--- EXERCISE INPUTS ---
=======

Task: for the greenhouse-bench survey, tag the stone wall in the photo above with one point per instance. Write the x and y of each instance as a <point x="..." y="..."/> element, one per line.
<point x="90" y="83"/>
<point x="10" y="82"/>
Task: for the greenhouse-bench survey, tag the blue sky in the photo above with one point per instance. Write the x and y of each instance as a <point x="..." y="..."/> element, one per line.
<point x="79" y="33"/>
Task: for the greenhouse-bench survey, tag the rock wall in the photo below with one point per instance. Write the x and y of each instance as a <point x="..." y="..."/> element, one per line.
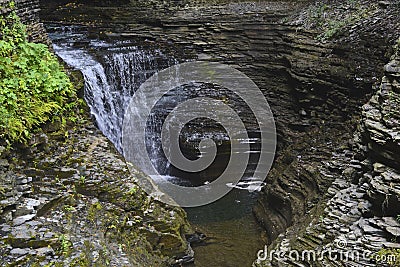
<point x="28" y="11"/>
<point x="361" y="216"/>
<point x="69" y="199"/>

=======

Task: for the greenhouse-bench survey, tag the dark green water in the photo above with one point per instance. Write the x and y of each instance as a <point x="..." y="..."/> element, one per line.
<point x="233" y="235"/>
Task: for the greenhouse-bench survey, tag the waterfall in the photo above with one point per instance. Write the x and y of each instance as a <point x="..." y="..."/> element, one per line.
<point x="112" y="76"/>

=======

--- WHAT NEEDS TO BE DONE ---
Count the lines in the material above that contain the string "blue". Give only the number.

--- OUTPUT OF THE TASK ---
1